*Stated task*. List every headline that appears over a letter in the letters page below.

*Passage provided*.
+++++
Letters

Letters

November 27 1978
Letters

Letters

November 27 1978

Letters

Harmony without flackerie

I was interested to read your piece on Harmonium (Preview, Oct. 2), but I was surprised to read your cutline under the photo: “Harmonium: a cute accent on propaganda.” Harmonium has never been cute, and they have never engaged in propaganda. On the contrary, they have the rare ability to combine artistic excellence with commercial success. So I assumed Maclean’s had discovered some secret intrigue. Is Harmonium being paid by the CIA to include hidden references to Joe Clark in the lyrics of their songs? I quickly read your article and it did not mention one word about propaganda. It merely stated that Harmonium performed their excellent music on opening night of Quebec Week at Berkeley, California, and that Premier Lévesque made a speech to open this cultural event. Is that propaganda?

ROBERT DAWSON, AYER’S CLIFF, QUE.

Joe Sedative, that’s who

In your interview with Joe Clark, “We Begin to Lose Our National Identity...” (Oct. 30), never have I read such dreary drivel in the name of political observations. Not once did Clark say anything memorable or that could not have been recited by rote by anyone with a highschool education. His stultifyingly pallid prose sent me to grateful sleep. If Trudeau’s visage has been likened to that of a cornered rat, in the same vein and with the same charitable intentions, I would beg to opine that Clark resembles a bowl of runny tapioca pudding-warmed over and with no discernible taste.

TIMOTHY WINGATE, OTTAWA

Three-dollar legacy

After reading Tempest in the West . . . (Oct. 23), I would like to know who monitors these Canada Council grants which allow taxpayers’ money to be used for such crap as Bill Bissett’s poetry. I didn’t mind spending $3 for the book A Legacy of Spending, but I resent the thousands of dollars being given to groups such as Talonbooks to spew forth such garbage.

BRENDA SKEÍTH, NEW DAYTON, ALTA.

Bumbershoot serum

Thank you very much for the sketch of the assassin’s umbrella in your article on the murder of Bulgarian broadcasters in England, High Casualty Among

the Exiles (Oct. 16). Now I can make one, not to kill, but to inject a shot of truth serum into a few political bottoms.

V. W. GLASHEEN, ROXBORO, QUE.

Sexist submarine

Why, in the name of all that is good, do you waste two full columns with a color photograph of Raquel Welch wrapped in red, sighing toward the camera with all the feeling of a nuclear submarine

taking air into its ballast tanks before submerging (People, Oct. 23)? This is sexist, sensational journalism of the first order. I feel that we, as Canadians, are wiser than to be really concerned about just what Ms. Welch does on TV or on the stage.
+++++
*Data provided*.

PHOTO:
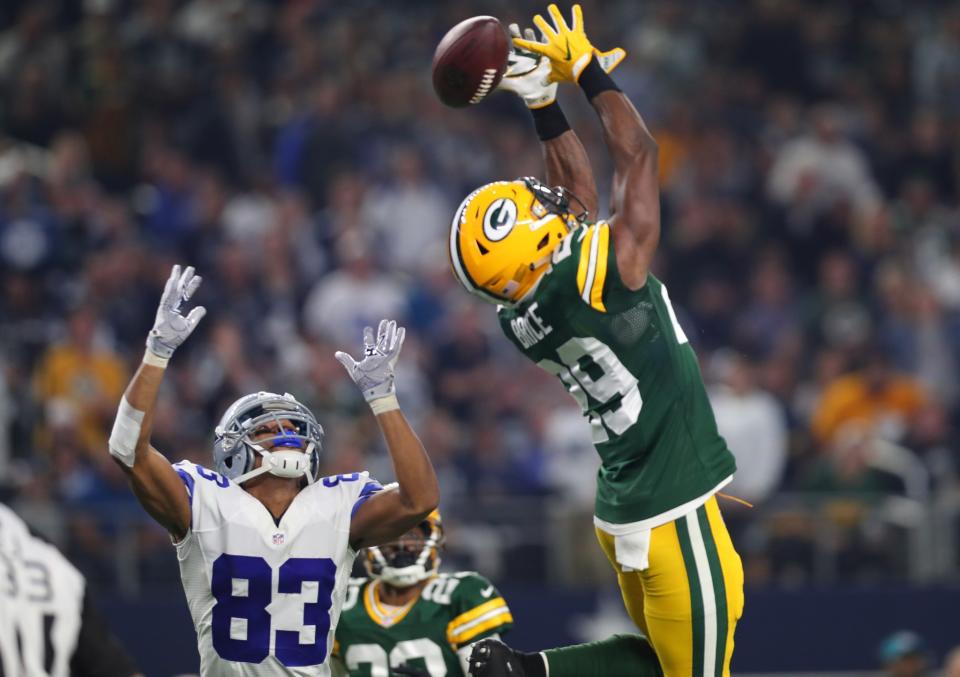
+++++
*Correct result*.
- Harmony without flackerie
- Joe Sedative, that’s who
- Three-dollar legacy
- Bumbershoot serum
- Sexist submarine